Instructions
1. From the text about the legacy of Longfellow's "The Song of Hiawatha," translate this sentence into Spanish: "There's even another Minnehaha Falls, in Georgia."
2. Continue the text about the legacy of Longfellow's "The Song of Hiawatha" from its last sentence.

Source text
___
Today it's almost impossible to imagine how a book-length poem could become a cultural sensation, but Henry Wads­worth Longfellow's rhymed story became so influential that its characters wove their way into civic geography, in Minnesota and beyond.

In addition to Minnehaha Park, Creek, Falls and private school in Minneapolis, there's a Minnehaha Lake in Ontario, a Minnehaha Park in Spokane, Wash., and Minnehaha County is the most populous in South Dakota. There's even another Minnehaha Falls, in Georgia.

Minneapolis also retains Hiawatha landmarks — golf course, lake, thoroughfare, rail line, schools. There are towns named Hiawatha in Iowa and Kansas, along with a trail in Idaho, a Hiawatha high school in Illinois and a community center in Seattle. Northern Michigan was home to a Hiawatha Telephone Co. and correctional facility as well as the Hiawatha National Forest. Giant fiberglass Hiawatha statues still stand in La Crosse, Wis., and Ironwood, Mich.

The poem's popularity led it to become the source material for Hiawatha books, plays, symphonies, movies — both live action and animated. Katharine Hepburn recited lines from it in a 1957 movie and Johnny Cash spoke-sang a fragment of it in a ballad recorded in 1965. Of course, the propulsive rhythm is the basis of the classic Hamm's Beer jingle — "Hamm's, the beer refreshing."

A century and a half ago, readers were enthralled with "The Song of Hiawatha." The critics, then and now, not so much. At the time of its publication, it was panned in the New York Times. It has come to be regarded as historically inaccurate propaganda loaded with tropes and racial stereotypes.
___
Study material
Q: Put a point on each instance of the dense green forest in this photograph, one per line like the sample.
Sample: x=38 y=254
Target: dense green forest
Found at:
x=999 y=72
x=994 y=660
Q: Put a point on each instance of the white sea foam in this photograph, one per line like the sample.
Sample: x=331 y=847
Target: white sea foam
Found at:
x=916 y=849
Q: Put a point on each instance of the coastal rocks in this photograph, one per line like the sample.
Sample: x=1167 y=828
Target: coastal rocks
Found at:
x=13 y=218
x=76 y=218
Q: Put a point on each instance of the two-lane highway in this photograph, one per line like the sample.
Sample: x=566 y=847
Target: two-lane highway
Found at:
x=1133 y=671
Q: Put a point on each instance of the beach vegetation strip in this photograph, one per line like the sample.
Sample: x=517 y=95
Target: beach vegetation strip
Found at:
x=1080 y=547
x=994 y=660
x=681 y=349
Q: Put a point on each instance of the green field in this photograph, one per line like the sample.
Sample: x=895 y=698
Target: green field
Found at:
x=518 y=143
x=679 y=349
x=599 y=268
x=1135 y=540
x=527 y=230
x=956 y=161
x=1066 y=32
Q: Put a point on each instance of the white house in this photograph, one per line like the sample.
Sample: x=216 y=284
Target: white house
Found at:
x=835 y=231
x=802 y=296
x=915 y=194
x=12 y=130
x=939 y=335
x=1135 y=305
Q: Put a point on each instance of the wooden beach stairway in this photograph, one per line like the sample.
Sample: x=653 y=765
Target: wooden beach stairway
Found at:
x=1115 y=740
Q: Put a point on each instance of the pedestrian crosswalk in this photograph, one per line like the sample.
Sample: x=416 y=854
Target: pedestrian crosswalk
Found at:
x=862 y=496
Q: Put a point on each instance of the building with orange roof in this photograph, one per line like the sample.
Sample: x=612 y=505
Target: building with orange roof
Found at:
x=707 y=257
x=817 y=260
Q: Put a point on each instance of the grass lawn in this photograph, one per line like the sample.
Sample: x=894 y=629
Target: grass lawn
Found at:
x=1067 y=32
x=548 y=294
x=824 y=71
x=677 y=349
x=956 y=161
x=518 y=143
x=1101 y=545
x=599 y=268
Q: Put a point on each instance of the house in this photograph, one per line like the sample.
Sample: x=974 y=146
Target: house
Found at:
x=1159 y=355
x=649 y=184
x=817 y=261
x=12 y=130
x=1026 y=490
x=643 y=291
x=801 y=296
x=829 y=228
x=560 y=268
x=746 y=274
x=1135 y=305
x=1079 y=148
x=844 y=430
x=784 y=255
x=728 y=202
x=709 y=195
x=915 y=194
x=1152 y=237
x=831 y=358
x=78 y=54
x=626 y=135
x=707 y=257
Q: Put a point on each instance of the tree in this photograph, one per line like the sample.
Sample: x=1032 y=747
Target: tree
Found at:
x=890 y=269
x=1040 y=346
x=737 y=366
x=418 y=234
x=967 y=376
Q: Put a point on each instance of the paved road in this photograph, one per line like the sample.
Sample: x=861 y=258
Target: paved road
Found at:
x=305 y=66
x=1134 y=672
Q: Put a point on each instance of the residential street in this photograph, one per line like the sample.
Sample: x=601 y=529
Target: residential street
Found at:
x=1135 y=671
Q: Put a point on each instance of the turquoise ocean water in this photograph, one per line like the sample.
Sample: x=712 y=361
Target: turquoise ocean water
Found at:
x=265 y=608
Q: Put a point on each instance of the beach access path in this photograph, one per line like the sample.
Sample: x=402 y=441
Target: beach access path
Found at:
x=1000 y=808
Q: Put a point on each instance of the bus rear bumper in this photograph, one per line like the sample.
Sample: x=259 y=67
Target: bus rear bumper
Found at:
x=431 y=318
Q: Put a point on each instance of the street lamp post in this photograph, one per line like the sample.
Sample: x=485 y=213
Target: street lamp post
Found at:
___
Exercise results
1. Incluso hay otra cascada Minnehaha, en Georgia.

2.
While Longfellow wrote extensively of his respect for Native people and meant his epic to honor them, literary critics have noted that his poem misunderstands Native spirituality, traditions and customs and sets up caricatures of the "noble savage" image that endures to this day.

A Harvard professor, Longfellow spent decades collecting Native American lore and legends from the East Coast through the Great Lakes and then mashed the vivid stories together in his epic, which includes nothing about the realities of genocide, famine, disease and broken treaties.

The historic Hiawatha was a heroic Mohawk leader from New York who is credited with uniting the Iroquois Nation. But Longfellow's poem is set around Lake Superior, where Hiawatha is presented as an Ojibwa warrior who falls in love with the Dakota maiden Minnehaha.

The couple were idealized in a series of paintings, murals, sculptures and statues that still stand around the Midwest, including a statue installed at Minnehaha Park in 1912.